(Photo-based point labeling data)
+===+

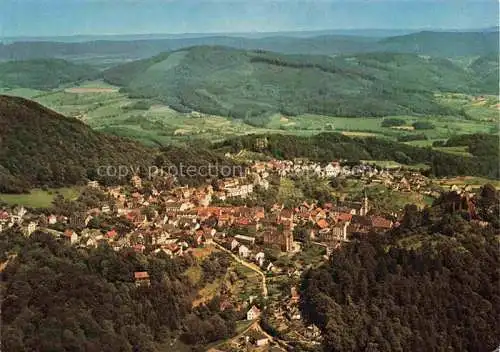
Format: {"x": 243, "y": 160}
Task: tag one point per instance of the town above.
{"x": 274, "y": 242}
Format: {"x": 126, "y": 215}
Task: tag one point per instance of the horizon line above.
{"x": 417, "y": 29}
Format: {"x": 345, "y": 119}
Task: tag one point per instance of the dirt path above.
{"x": 249, "y": 266}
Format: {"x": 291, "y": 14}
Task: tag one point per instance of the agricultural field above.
{"x": 39, "y": 198}
{"x": 104, "y": 107}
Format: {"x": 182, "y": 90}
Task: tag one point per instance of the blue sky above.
{"x": 92, "y": 17}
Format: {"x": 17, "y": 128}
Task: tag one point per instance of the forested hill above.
{"x": 430, "y": 285}
{"x": 252, "y": 84}
{"x": 40, "y": 147}
{"x": 43, "y": 74}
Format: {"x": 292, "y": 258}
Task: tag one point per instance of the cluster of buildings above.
{"x": 172, "y": 221}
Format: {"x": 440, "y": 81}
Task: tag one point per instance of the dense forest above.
{"x": 60, "y": 298}
{"x": 251, "y": 85}
{"x": 42, "y": 148}
{"x": 432, "y": 284}
{"x": 331, "y": 146}
{"x": 43, "y": 74}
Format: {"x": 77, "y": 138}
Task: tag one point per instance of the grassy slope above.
{"x": 249, "y": 85}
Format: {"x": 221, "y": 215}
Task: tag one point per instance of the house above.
{"x": 141, "y": 278}
{"x": 139, "y": 248}
{"x": 295, "y": 296}
{"x": 245, "y": 239}
{"x": 31, "y": 228}
{"x": 111, "y": 235}
{"x": 4, "y": 217}
{"x": 322, "y": 224}
{"x": 136, "y": 181}
{"x": 280, "y": 239}
{"x": 259, "y": 258}
{"x": 257, "y": 338}
{"x": 243, "y": 251}
{"x": 93, "y": 184}
{"x": 253, "y": 313}
{"x": 380, "y": 223}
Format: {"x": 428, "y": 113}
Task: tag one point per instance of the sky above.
{"x": 99, "y": 17}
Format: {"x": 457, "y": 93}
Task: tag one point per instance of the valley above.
{"x": 263, "y": 193}
{"x": 104, "y": 108}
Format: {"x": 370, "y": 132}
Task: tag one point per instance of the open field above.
{"x": 105, "y": 108}
{"x": 38, "y": 198}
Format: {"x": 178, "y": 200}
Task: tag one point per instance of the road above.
{"x": 249, "y": 266}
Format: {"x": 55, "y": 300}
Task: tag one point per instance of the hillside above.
{"x": 40, "y": 147}
{"x": 325, "y": 147}
{"x": 58, "y": 297}
{"x": 442, "y": 44}
{"x": 429, "y": 285}
{"x": 43, "y": 74}
{"x": 252, "y": 84}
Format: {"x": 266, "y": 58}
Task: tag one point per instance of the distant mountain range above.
{"x": 443, "y": 44}
{"x": 253, "y": 84}
{"x": 367, "y": 32}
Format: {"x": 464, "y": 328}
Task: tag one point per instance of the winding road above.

+===+

→ Instructions to follow:
Write out every entry again word for word, without any of the pictures.

→ Solution:
Format: {"x": 243, "y": 160}
Task: tag one point per instance of the town above.
{"x": 274, "y": 242}
Format: {"x": 126, "y": 215}
Task: tag one point per instance of the horizon line above.
{"x": 417, "y": 29}
Format: {"x": 345, "y": 119}
Task: tag one point per instance of the dirt path above.
{"x": 249, "y": 266}
Format: {"x": 291, "y": 14}
Task: tag one point per instance of the agricultural field above.
{"x": 39, "y": 198}
{"x": 104, "y": 107}
Format: {"x": 182, "y": 90}
Task: tag one point per instance of the blue sky above.
{"x": 92, "y": 17}
Format: {"x": 17, "y": 128}
Task: tag one point per instance of the forested hill above.
{"x": 430, "y": 285}
{"x": 252, "y": 84}
{"x": 40, "y": 147}
{"x": 43, "y": 74}
Format: {"x": 292, "y": 258}
Task: tag one point per instance of the cluster of buildings above.
{"x": 172, "y": 221}
Format: {"x": 440, "y": 81}
Task: tag one point per instance of the dense forest above.
{"x": 60, "y": 298}
{"x": 251, "y": 85}
{"x": 42, "y": 148}
{"x": 432, "y": 284}
{"x": 331, "y": 146}
{"x": 43, "y": 74}
Format: {"x": 77, "y": 138}
Task: tag one point per instance of the grassy slope above.
{"x": 249, "y": 85}
Format: {"x": 221, "y": 215}
Task: tag one point per instance of the house above.
{"x": 141, "y": 278}
{"x": 139, "y": 248}
{"x": 295, "y": 296}
{"x": 245, "y": 239}
{"x": 31, "y": 228}
{"x": 111, "y": 235}
{"x": 4, "y": 217}
{"x": 322, "y": 224}
{"x": 136, "y": 181}
{"x": 280, "y": 239}
{"x": 259, "y": 258}
{"x": 257, "y": 338}
{"x": 243, "y": 251}
{"x": 93, "y": 184}
{"x": 253, "y": 313}
{"x": 380, "y": 223}
Format: {"x": 428, "y": 113}
Task: tag one point per instance of the sky above.
{"x": 99, "y": 17}
Format: {"x": 457, "y": 93}
Task: tag one point per instance of the valley above.
{"x": 263, "y": 193}
{"x": 104, "y": 108}
Format: {"x": 370, "y": 132}
Task: tag one point per instance of the open field above.
{"x": 105, "y": 108}
{"x": 38, "y": 198}
Format: {"x": 178, "y": 200}
Task: tag one point per instance of the road above.
{"x": 249, "y": 266}
Format: {"x": 55, "y": 300}
Task: tag one point per instance of the hillside above.
{"x": 40, "y": 147}
{"x": 325, "y": 147}
{"x": 58, "y": 297}
{"x": 442, "y": 44}
{"x": 429, "y": 285}
{"x": 43, "y": 74}
{"x": 252, "y": 84}
Format: {"x": 266, "y": 58}
Task: tag one point per instance of the distant mountain range above.
{"x": 443, "y": 44}
{"x": 253, "y": 84}
{"x": 367, "y": 32}
Format: {"x": 464, "y": 328}
Task: tag one point per instance of the winding road above.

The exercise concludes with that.